§ SET TASK: Reproduce the data from the line containing "Find — the white lapel, a" through the end of the data, swapping every "Sample" for "Reference" and changing nothing else. Leave the pictures out of your answer.

§ RECORDS SHOWN:

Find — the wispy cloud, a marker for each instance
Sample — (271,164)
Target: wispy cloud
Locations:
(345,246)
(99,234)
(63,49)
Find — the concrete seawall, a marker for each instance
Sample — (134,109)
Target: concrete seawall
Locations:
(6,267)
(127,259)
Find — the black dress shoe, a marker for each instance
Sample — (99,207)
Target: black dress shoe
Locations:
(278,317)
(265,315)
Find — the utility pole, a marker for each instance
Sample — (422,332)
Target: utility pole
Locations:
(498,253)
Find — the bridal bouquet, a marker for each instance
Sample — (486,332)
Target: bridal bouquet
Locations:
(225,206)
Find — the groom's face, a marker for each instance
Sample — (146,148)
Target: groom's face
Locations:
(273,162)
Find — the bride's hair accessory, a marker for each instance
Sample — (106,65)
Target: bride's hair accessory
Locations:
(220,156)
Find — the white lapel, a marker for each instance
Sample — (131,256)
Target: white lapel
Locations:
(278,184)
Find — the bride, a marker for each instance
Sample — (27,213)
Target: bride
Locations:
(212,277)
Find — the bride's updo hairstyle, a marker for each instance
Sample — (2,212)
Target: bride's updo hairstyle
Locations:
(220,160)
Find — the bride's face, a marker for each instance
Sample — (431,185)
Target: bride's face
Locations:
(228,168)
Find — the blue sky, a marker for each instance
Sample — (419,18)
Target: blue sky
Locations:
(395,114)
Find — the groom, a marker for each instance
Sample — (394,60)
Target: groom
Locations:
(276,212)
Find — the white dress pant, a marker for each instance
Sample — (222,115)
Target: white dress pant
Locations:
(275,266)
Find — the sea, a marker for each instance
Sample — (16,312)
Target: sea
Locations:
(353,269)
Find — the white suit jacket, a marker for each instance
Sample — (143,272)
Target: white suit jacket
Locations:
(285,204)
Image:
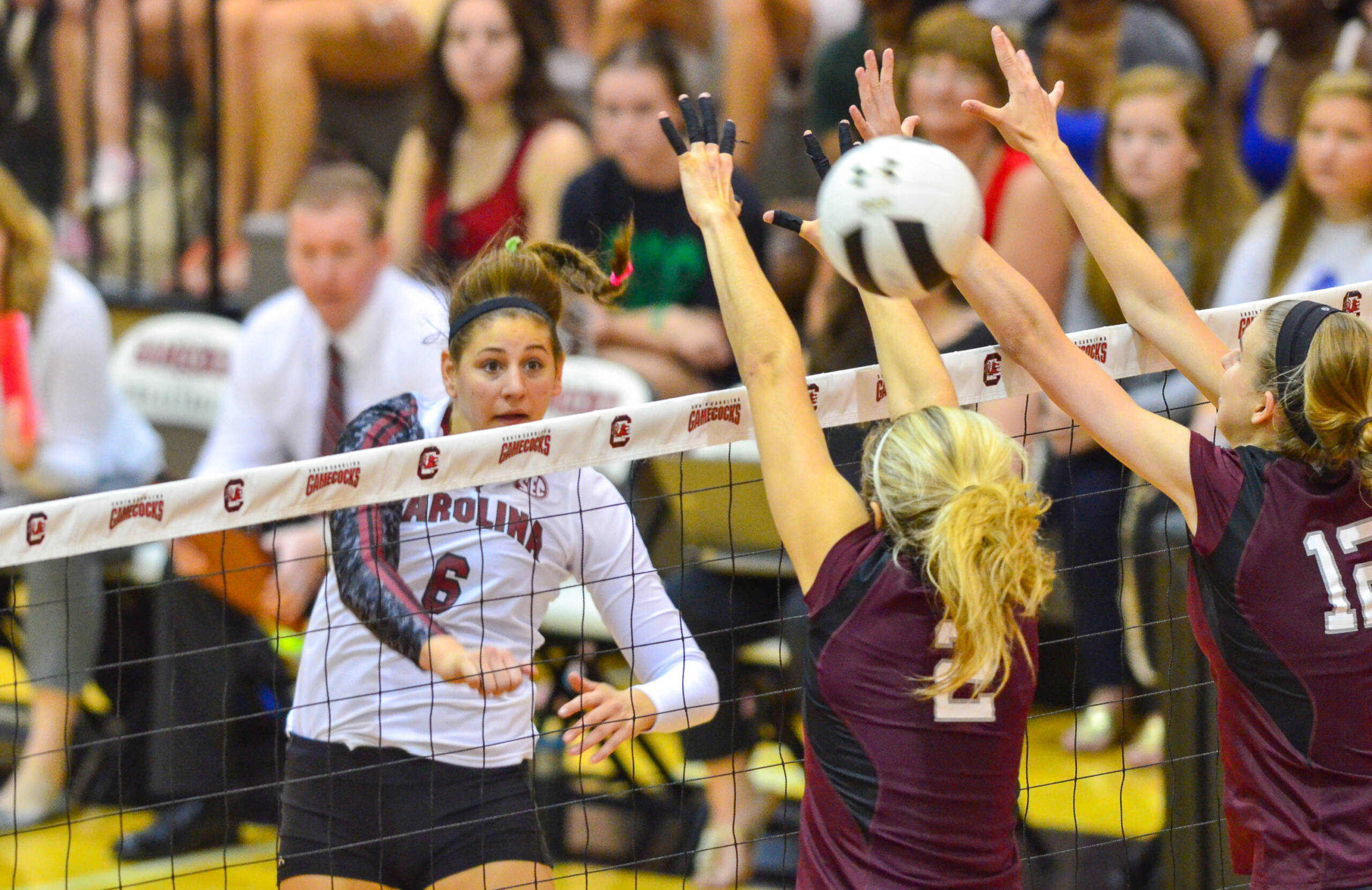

§ THE ANSWER:
Find — the white lapel, a marker for each instance
Reference — (131,256)
Target: white lapel
Locations:
(278,184)
Find — the bride, a marker for each instance
Reference — (27,213)
Target: bride
Locations:
(212,277)
Find — the bride's updo hairstyle, a marker for each instance
Reference — (2,212)
Target: bride's updo hairstyle
Locations:
(220,160)
Find — the bride's face, a marker for each instance
Reference — (431,185)
Target: bride's face
Locations:
(228,168)
Find — the blue sky, a marker for each instance
Reference — (419,18)
Target: blue sky
Locations:
(395,114)
Find — the groom, a marker for each instance
Reference — (394,60)
Target: groom
Locations:
(276,212)
Find — the white dress pant, a marker for each instance
Reference — (222,115)
Target: white dress pant
Locations:
(275,266)
Find — the sea, a marker for each instance
Reference — (16,312)
Target: sea
Locations:
(353,269)
Find — the white suit jacket, a marker for each instance
Reference — (143,272)
Target: white suit jacket
Locations:
(285,204)
Image:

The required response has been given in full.